» **WORK INSTRUCTION**
Count every line in the entries that follow where the word "shaped" appears, then state only the total.

(Recorded data)
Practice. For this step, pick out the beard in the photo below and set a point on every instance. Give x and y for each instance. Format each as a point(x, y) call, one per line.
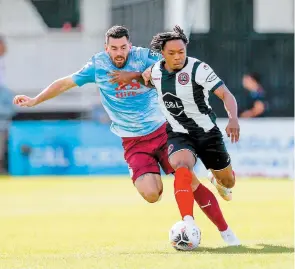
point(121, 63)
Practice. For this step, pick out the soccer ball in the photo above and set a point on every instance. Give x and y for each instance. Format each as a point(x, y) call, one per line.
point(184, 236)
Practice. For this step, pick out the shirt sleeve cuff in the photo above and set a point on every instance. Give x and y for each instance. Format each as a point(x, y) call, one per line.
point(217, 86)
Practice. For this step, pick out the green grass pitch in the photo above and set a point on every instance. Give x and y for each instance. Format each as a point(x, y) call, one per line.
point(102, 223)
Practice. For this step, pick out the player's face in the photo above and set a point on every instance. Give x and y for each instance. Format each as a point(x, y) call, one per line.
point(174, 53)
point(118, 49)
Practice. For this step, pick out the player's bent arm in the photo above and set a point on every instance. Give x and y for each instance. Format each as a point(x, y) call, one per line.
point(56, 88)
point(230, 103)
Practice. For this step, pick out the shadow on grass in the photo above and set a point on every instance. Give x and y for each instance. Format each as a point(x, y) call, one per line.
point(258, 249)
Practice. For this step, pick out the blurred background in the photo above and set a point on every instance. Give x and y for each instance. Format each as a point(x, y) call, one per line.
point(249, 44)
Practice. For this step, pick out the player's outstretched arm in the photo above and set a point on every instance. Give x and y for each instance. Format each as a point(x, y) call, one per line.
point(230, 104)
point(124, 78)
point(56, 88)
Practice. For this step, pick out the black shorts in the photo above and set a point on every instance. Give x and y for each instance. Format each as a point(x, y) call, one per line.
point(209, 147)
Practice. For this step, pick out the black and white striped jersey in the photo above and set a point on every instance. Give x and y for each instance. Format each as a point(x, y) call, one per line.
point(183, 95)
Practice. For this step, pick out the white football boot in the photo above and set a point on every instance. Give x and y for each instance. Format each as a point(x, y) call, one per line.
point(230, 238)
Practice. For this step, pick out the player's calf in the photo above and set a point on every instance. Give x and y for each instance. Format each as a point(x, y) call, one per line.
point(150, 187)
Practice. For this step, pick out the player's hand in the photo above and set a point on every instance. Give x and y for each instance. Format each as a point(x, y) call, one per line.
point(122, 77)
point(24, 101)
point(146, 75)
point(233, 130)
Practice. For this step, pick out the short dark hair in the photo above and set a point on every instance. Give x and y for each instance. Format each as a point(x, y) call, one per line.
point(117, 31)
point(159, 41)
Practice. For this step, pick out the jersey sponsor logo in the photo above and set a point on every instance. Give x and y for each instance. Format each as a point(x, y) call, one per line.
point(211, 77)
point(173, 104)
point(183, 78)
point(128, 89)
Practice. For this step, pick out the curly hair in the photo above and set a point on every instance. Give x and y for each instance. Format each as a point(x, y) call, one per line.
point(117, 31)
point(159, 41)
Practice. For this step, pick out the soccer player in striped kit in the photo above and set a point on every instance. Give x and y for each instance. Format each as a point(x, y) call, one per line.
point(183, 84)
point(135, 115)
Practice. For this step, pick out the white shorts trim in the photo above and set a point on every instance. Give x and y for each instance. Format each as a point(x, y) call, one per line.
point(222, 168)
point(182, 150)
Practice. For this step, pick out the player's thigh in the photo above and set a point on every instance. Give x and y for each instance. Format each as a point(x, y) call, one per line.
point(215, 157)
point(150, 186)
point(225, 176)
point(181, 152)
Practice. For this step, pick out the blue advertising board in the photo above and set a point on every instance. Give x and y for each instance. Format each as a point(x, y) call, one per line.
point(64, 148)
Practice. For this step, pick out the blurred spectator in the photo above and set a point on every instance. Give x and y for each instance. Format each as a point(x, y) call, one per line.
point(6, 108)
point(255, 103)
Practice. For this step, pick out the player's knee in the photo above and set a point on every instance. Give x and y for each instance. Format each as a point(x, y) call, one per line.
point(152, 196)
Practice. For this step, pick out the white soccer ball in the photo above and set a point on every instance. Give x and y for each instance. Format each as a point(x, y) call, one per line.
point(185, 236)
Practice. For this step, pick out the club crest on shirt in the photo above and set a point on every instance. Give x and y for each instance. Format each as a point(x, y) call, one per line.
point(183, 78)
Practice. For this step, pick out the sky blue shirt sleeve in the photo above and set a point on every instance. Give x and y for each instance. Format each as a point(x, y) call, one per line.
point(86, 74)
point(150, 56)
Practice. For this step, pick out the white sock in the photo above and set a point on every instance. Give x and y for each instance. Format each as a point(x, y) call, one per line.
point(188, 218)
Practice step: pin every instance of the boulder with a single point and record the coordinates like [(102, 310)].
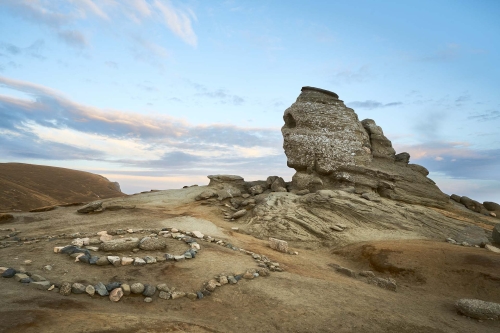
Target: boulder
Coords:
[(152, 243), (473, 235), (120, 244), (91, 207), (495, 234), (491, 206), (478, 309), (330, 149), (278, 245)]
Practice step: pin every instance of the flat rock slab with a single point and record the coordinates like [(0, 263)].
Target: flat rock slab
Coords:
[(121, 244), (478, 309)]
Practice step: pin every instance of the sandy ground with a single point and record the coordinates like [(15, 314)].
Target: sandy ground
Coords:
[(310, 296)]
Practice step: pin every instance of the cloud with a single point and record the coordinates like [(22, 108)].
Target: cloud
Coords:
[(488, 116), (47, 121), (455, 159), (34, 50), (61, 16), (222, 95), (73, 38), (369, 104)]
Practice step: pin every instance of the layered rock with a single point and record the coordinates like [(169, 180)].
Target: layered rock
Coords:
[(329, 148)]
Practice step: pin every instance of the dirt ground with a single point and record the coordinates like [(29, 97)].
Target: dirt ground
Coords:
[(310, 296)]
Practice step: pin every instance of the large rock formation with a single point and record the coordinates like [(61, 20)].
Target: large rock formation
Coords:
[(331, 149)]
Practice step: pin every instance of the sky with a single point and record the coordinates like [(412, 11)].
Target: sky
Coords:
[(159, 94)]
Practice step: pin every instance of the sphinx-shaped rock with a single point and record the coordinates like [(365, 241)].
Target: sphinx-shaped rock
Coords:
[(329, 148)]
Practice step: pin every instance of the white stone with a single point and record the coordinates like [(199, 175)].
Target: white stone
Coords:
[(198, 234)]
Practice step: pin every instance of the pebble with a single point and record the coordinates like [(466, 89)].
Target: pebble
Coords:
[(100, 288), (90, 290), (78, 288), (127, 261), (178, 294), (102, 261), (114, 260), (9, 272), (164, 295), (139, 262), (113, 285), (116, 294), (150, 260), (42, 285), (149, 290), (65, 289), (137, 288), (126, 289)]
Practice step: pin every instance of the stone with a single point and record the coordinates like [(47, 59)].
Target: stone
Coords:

» **RESULT FOR THIS TASK**
2